» **Task directions**
Produce an exact copy of the first line of the data below and each line after it, please, up to and including the one with "table. Carefully annotate each with a bounding box.".

━━━ Available records ━━━

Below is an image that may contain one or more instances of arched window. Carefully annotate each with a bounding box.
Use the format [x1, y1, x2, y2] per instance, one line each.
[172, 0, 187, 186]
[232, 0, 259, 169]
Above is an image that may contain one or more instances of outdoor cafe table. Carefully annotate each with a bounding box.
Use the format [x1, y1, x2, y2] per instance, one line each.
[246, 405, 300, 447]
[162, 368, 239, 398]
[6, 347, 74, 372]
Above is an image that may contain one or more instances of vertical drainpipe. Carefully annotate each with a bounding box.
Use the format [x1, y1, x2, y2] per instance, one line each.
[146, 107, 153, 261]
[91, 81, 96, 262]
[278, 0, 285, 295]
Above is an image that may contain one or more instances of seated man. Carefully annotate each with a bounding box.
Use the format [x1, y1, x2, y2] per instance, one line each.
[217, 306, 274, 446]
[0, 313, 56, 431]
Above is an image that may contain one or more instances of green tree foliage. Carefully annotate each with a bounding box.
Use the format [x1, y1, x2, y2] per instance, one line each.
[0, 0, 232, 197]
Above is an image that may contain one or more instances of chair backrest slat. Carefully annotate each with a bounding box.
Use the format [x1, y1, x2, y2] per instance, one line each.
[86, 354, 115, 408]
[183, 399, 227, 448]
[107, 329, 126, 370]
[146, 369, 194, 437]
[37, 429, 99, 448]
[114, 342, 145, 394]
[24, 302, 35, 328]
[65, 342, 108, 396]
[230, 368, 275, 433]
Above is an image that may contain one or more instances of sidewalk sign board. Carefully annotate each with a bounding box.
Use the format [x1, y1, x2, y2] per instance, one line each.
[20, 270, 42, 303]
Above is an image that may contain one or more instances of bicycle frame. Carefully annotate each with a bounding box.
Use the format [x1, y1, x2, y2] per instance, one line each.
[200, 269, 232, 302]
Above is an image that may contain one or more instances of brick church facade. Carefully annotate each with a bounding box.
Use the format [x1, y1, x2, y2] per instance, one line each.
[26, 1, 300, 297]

━━━

» **Solved problem**
Below is an image that may contain one or more instances of arched window. Carefully annotate each with a bounding box.
Use the format [x1, y1, x2, y2] per instance, one line each.
[172, 0, 187, 186]
[232, 0, 259, 169]
Above is an image that may contain one or more instances of outdoor cafe table. Carefully annotate each with a bounding box.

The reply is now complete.